----- Data for the task -----
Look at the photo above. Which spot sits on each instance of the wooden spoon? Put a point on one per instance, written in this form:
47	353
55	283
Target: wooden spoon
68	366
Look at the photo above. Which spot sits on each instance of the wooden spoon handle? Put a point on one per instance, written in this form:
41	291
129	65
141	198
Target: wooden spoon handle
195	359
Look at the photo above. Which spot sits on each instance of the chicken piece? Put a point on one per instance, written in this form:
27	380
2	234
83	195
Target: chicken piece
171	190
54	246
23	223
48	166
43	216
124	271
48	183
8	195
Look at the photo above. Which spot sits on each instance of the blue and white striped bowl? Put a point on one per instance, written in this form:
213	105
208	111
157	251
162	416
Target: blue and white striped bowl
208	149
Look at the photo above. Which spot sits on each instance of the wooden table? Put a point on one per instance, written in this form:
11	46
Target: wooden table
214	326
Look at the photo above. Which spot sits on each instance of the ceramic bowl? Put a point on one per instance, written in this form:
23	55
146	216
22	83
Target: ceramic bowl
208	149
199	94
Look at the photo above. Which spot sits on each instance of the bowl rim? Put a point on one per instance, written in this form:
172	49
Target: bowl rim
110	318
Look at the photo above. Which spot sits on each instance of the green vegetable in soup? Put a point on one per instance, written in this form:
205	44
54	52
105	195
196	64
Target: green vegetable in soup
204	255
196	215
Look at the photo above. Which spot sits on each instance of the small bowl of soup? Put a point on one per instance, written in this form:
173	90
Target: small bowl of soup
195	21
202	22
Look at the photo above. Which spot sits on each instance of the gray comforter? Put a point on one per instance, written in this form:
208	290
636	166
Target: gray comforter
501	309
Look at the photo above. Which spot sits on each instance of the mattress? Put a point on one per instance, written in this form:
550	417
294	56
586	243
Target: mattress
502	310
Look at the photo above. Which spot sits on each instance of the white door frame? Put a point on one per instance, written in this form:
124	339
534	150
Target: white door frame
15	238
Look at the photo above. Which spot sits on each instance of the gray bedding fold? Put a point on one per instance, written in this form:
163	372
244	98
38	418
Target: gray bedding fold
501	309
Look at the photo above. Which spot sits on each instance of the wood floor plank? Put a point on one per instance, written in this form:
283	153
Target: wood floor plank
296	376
-----
Each record above should be returned exactly as it appears.

Look at the photo above. Which spot sits on each instance of the wooden spoon? Put a point on one per instance, written in this form:
47	353
55	283
Target: wooden spoon
68	366
Look at the photo above. Which spot sits on each instance of the wooden spoon handle? Put a point on one per instance, written in this form:
41	291
129	65
141	198
Target: wooden spoon handle
195	359
Look at the photo above. Which spot sits on each instance of the chicken piece? Put a point on one per instance, written in this form:
27	380
2	234
83	195
Target: chicken piece
171	190
54	246
23	223
48	166
43	216
124	271
48	183
8	195
Look at the photo above. Which spot sits on each instance of the blue and white striped bowl? Put a point on one per instance, written in this form:
213	105
208	111
157	251
162	416
Target: blue and white striped bowl
208	149
Look at the photo above. Which spot sits on each instance of the wooden table? Put a point on one per instance, written in this form:
11	46
Target: wooden table
214	326
Look at the photo above. Which spot sits on each instance of the ceramic bowl? Put a point on one per instance, written in this form:
23	55
146	216
22	83
Target: ceramic bowl
208	149
199	94
Look at the photo above. Which spot sits on each instance of the bowl rim? Put a point on one per instance, written in this form:
172	49
Target: bowl rim
110	318
Look at the photo above. Which spot sits on each instance of the green vegetable in soup? Put a point on one per instance, written in this form:
205	44
54	52
105	195
196	64
Target: green vegetable in soup
204	255
196	215
Look at the photo above. Which spot sits on each instance of the small bowl of soup? Put a point on one per instance, written in this form:
173	90
Target: small bowl of soup
195	21
202	22
Look at the photo above. Which spot sits on each instance of the gray comforter? Put a point on one per instance, written in this form:
208	290
636	166
Target: gray comforter
501	309
Look at the photo above. Which spot sits on each instance of the mattress? Put a point on one per instance, written in this form:
550	417
294	56
586	243
Target: mattress
502	310
Look at the photo above. Which spot sits on each instance of the white door frame? Put a point on one per instance, written in this form:
124	339
534	150
Target: white door frame
15	238
Look at the photo above. Which spot sits on each instance of the gray bedding fold? Put a point on one per instance, written in this form:
163	372
244	98
38	418
Target: gray bedding fold
501	309
Look at the photo above. Which spot sits on each instance of the wood floor plank? Put a point on one per instance, written in this form:
283	153
Target: wood floor plank
296	376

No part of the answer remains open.